▶ [Stored rows]:
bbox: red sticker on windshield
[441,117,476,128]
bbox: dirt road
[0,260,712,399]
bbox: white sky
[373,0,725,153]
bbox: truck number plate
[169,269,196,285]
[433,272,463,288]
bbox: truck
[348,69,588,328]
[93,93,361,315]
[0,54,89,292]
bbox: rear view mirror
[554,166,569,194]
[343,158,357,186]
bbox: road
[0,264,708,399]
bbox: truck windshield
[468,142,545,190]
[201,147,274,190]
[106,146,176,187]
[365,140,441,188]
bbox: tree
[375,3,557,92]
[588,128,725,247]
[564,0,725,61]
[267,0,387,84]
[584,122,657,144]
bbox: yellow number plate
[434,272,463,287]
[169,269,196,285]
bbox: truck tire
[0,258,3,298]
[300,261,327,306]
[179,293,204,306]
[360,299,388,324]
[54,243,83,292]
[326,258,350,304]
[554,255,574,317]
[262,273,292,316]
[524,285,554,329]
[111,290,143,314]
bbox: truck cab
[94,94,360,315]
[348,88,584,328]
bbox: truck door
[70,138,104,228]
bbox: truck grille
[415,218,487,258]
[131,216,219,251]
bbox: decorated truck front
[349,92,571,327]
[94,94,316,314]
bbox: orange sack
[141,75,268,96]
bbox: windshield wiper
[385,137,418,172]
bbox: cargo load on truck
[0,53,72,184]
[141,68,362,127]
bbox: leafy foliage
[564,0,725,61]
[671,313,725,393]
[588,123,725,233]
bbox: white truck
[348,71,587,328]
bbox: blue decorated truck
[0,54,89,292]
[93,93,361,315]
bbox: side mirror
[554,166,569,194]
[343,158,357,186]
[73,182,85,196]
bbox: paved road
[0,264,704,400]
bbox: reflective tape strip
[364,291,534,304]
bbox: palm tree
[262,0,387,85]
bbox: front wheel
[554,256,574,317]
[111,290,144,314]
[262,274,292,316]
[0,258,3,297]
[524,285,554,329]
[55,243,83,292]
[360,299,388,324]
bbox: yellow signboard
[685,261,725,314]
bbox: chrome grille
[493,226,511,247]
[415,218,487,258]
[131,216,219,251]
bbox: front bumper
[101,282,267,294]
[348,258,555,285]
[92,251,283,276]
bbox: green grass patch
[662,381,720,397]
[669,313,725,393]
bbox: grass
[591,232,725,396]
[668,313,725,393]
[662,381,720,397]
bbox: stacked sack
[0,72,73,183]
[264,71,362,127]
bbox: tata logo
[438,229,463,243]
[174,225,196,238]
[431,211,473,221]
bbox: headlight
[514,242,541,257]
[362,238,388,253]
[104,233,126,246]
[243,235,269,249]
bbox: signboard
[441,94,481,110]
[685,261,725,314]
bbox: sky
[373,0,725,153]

▶ [Aim of the task]: Please edit the data above by changing every "windshield" to "windscreen" and leaving everything else as it is.

▶ [Written solution]:
bbox: red sticker on windscreen
[441,117,476,128]
bbox: dirt road
[0,260,712,399]
bbox: white sky
[373,0,725,153]
bbox: truck number plate
[169,269,196,285]
[433,272,463,288]
bbox: truck
[348,69,588,328]
[93,93,361,315]
[0,54,89,292]
bbox: rear view mirror
[554,166,569,194]
[343,158,357,186]
bbox: road
[0,264,708,399]
bbox: truck windscreen
[468,142,545,190]
[201,147,274,190]
[106,146,176,187]
[365,140,441,188]
bbox: tree
[375,3,557,92]
[588,128,725,247]
[564,0,725,61]
[267,0,387,84]
[584,122,657,144]
bbox: yellow number plate
[434,272,463,287]
[169,269,196,285]
bbox: truck tire
[0,258,3,298]
[300,261,327,306]
[179,293,204,306]
[360,299,388,324]
[54,243,83,292]
[326,258,350,304]
[554,255,574,317]
[262,273,292,316]
[524,285,554,329]
[111,290,143,314]
bbox: truck cab
[94,94,360,315]
[348,88,584,328]
bbox: truck door
[70,138,104,228]
bbox: truck grille
[415,218,487,258]
[131,216,219,251]
bbox: decorated truck front
[349,92,571,327]
[94,94,316,314]
bbox: orange sack
[141,75,268,96]
bbox: windscreen wiper
[385,137,418,172]
bbox: cargo load on truck
[0,53,72,184]
[141,68,362,127]
bbox: leafy foliage
[564,0,725,61]
[671,313,725,393]
[588,123,725,233]
bbox: white truck
[348,71,587,328]
bbox: blue decorated truck
[0,54,89,292]
[93,93,361,315]
bbox: side mirror
[554,166,569,194]
[343,158,357,186]
[73,182,85,196]
bbox: paved road
[0,264,704,400]
bbox: reflective tape strip
[364,291,534,304]
bbox: palm tree
[262,0,387,85]
bbox: front wheel
[554,256,574,317]
[111,290,144,314]
[262,274,292,316]
[0,258,3,297]
[524,285,554,329]
[55,243,83,292]
[360,299,388,324]
bbox: yellow signboard
[685,261,725,314]
bbox: chrome grille
[493,226,511,247]
[415,218,487,258]
[131,216,219,251]
bbox: front bumper
[101,282,267,294]
[348,258,555,285]
[92,251,283,276]
bbox: green grass patch
[662,381,720,397]
[669,313,725,393]
bbox: grass
[591,232,725,396]
[668,313,725,393]
[662,381,720,397]
bbox: stacked sack
[0,72,73,183]
[264,71,362,127]
bbox: tata logo
[438,229,463,243]
[174,225,196,238]
[431,211,473,221]
bbox: headlight
[514,242,541,257]
[362,238,388,253]
[104,233,126,246]
[243,235,269,249]
bbox: signboard
[441,94,481,110]
[685,261,725,314]
bbox: sky
[373,0,725,153]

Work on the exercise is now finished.